*** Begin section ***

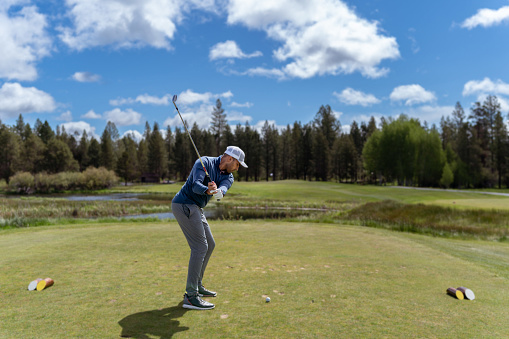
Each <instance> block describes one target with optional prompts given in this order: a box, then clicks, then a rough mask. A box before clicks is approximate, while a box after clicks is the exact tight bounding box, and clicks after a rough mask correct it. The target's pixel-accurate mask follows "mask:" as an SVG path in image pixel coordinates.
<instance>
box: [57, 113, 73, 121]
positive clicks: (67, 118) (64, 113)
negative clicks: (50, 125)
mask: <svg viewBox="0 0 509 339" xmlns="http://www.w3.org/2000/svg"><path fill="white" fill-rule="evenodd" d="M57 120H60V121H67V122H69V121H72V113H71V111H66V112H64V113H62V114H60V116H59V117H58V118H57Z"/></svg>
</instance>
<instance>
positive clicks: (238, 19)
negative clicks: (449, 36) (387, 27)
mask: <svg viewBox="0 0 509 339" xmlns="http://www.w3.org/2000/svg"><path fill="white" fill-rule="evenodd" d="M227 12H228V23H229V24H241V25H244V26H246V27H248V28H250V29H257V30H263V31H265V32H266V33H267V35H268V37H269V38H271V39H273V40H275V41H279V42H281V43H282V46H281V47H280V48H278V49H277V50H275V51H274V57H275V58H276V60H277V61H280V62H287V64H286V65H285V66H284V67H282V68H281V70H280V72H283V73H284V75H285V77H290V78H291V77H298V78H310V77H313V76H316V75H324V74H332V75H337V74H350V73H353V72H360V73H361V74H363V75H364V76H366V77H380V76H383V75H385V74H387V72H388V70H387V69H386V68H379V66H380V63H381V62H382V61H383V60H385V59H396V58H398V57H399V56H400V54H399V50H398V44H397V43H396V39H395V38H394V37H387V36H384V35H382V34H381V33H380V30H379V27H378V22H375V21H373V22H370V21H368V20H366V19H363V18H360V17H358V16H357V15H356V13H355V12H354V11H353V10H351V9H350V8H348V6H347V5H346V4H345V3H344V2H342V1H331V0H316V1H299V2H295V1H293V0H281V1H273V0H230V1H229V3H228V5H227ZM247 74H250V75H263V76H275V75H279V74H277V73H276V72H275V70H270V69H264V68H255V69H254V71H251V72H247ZM278 77H279V78H284V77H281V76H278Z"/></svg>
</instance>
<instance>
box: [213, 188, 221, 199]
mask: <svg viewBox="0 0 509 339" xmlns="http://www.w3.org/2000/svg"><path fill="white" fill-rule="evenodd" d="M222 198H223V191H221V190H219V189H218V190H216V193H214V199H216V200H217V201H219V200H221V199H222Z"/></svg>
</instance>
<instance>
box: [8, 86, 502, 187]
mask: <svg viewBox="0 0 509 339" xmlns="http://www.w3.org/2000/svg"><path fill="white" fill-rule="evenodd" d="M451 113H452V114H451V116H448V117H447V118H444V117H442V120H441V122H440V126H435V125H432V126H431V127H430V126H428V125H427V123H426V122H421V121H419V120H418V119H414V118H409V117H408V116H406V115H404V114H402V115H400V116H399V118H397V119H393V118H388V119H385V118H382V119H381V122H379V124H378V125H377V123H376V121H375V118H374V117H371V119H370V120H369V122H368V123H365V122H361V124H360V125H359V124H358V123H357V122H355V121H354V122H353V123H352V124H351V128H350V132H349V133H343V132H342V129H341V124H340V121H339V120H338V119H337V118H336V116H335V114H334V113H333V112H332V110H331V108H330V106H328V105H326V106H322V107H320V109H319V110H318V112H317V113H316V115H315V117H314V119H313V121H310V122H308V123H306V124H302V123H301V122H294V123H293V125H287V126H286V127H285V128H283V129H282V130H279V129H277V128H276V127H275V126H274V125H271V124H269V123H268V122H265V125H264V126H263V128H262V130H261V132H258V131H257V130H255V129H253V128H252V127H251V126H250V125H249V123H247V122H246V123H245V125H241V124H239V125H237V126H236V127H235V129H234V130H233V131H232V129H231V128H230V126H229V125H228V124H227V117H226V114H225V112H224V109H223V108H222V104H221V101H220V100H217V102H216V106H215V107H214V110H213V112H211V114H212V123H211V126H210V128H209V129H200V128H199V127H198V125H197V124H196V123H195V124H194V125H193V126H192V128H191V130H190V132H191V134H192V137H193V139H194V141H195V143H196V146H197V147H198V149H199V150H200V153H201V154H202V155H209V156H217V155H219V154H221V153H222V152H223V151H224V150H225V149H226V146H227V145H237V146H239V147H241V148H242V149H243V150H244V152H245V153H246V162H247V163H248V165H249V168H247V169H244V168H242V169H240V170H239V173H238V174H236V180H242V181H259V180H282V179H302V180H318V181H327V180H334V181H341V182H352V183H355V182H357V183H372V184H375V183H376V184H382V183H397V184H399V185H413V186H427V187H458V188H469V187H475V188H480V187H499V188H500V187H507V186H508V185H509V169H508V164H509V137H508V131H507V125H506V123H505V121H504V116H503V115H502V112H501V109H500V104H499V102H498V100H497V98H496V97H495V96H488V97H487V98H486V100H485V101H484V102H483V103H480V102H476V103H475V104H474V105H473V106H472V107H471V108H470V111H469V112H468V113H466V112H465V110H464V109H463V107H462V106H461V104H460V103H459V102H458V103H457V104H456V108H455V109H454V111H453V112H451ZM163 135H164V133H161V130H160V126H159V124H158V123H157V122H154V123H153V125H152V126H150V124H149V123H148V122H147V123H146V124H145V132H144V135H143V139H142V140H141V141H136V140H135V139H134V138H133V137H132V136H130V135H126V136H124V137H122V138H121V137H120V136H119V133H118V130H117V128H116V126H115V124H114V123H112V122H108V123H107V125H106V127H105V129H104V131H103V133H102V135H101V138H100V140H96V139H95V138H93V137H90V136H88V135H87V133H86V131H83V134H81V135H79V134H68V133H67V132H66V131H65V129H63V128H60V127H59V126H57V128H56V131H54V130H52V128H51V127H50V125H49V124H48V122H47V121H45V122H44V123H43V122H41V121H40V120H39V119H37V121H36V123H35V125H34V126H33V127H31V126H30V125H29V124H27V123H25V122H24V119H23V116H22V115H19V118H18V119H17V121H16V124H15V125H13V126H7V125H4V124H2V122H1V121H0V179H4V180H5V181H6V182H9V178H11V177H12V176H13V175H14V174H15V173H17V172H29V173H32V174H36V173H40V172H46V173H49V174H51V173H58V172H63V171H67V172H69V171H71V172H72V171H84V170H85V169H87V168H88V167H90V166H93V167H105V168H106V169H108V170H113V171H115V172H116V173H117V175H118V176H119V177H120V178H122V179H123V180H124V181H126V182H132V181H139V180H140V177H141V175H142V174H144V173H153V174H156V175H157V176H159V177H160V178H161V179H170V180H185V179H186V177H187V175H188V174H189V171H190V169H191V167H192V165H193V164H194V162H195V161H196V159H197V157H196V154H195V152H194V150H193V147H192V145H191V142H190V140H189V138H188V136H187V134H186V132H185V130H184V129H183V128H179V127H176V128H172V127H171V126H168V127H167V129H166V133H165V137H163Z"/></svg>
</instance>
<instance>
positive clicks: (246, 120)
mask: <svg viewBox="0 0 509 339" xmlns="http://www.w3.org/2000/svg"><path fill="white" fill-rule="evenodd" d="M226 119H227V120H228V121H229V122H234V121H237V122H239V123H241V124H244V123H245V122H246V121H251V120H253V118H252V117H251V116H249V115H245V114H244V113H242V112H237V111H228V112H227V113H226Z"/></svg>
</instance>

*** End section ***

What you are asked to do:
Could you repeat the data from its start through the line with "positive clicks: (238, 19)", switching "clicks" to "points" everywhere and changing nothing else? Leave the pictures out.

Output for this exercise:
Each <instance> block describes one target with optional prompts given in this order: a box, then points, then a rough mask. A box before points is approximate, while a box after points is the exact tight bounding box, and points after a rough mask correct it. The target's pixel-accurate mask follows "mask:" as an SVG path in image pixel coordinates.
<instance>
box: [57, 113, 73, 121]
positive points: (67, 118) (64, 113)
negative points: (50, 125)
mask: <svg viewBox="0 0 509 339" xmlns="http://www.w3.org/2000/svg"><path fill="white" fill-rule="evenodd" d="M57 120H60V121H67V122H69V121H72V113H71V111H66V112H64V113H62V114H60V116H59V117H58V118H57Z"/></svg>
</instance>
<instance>
positive points: (238, 19)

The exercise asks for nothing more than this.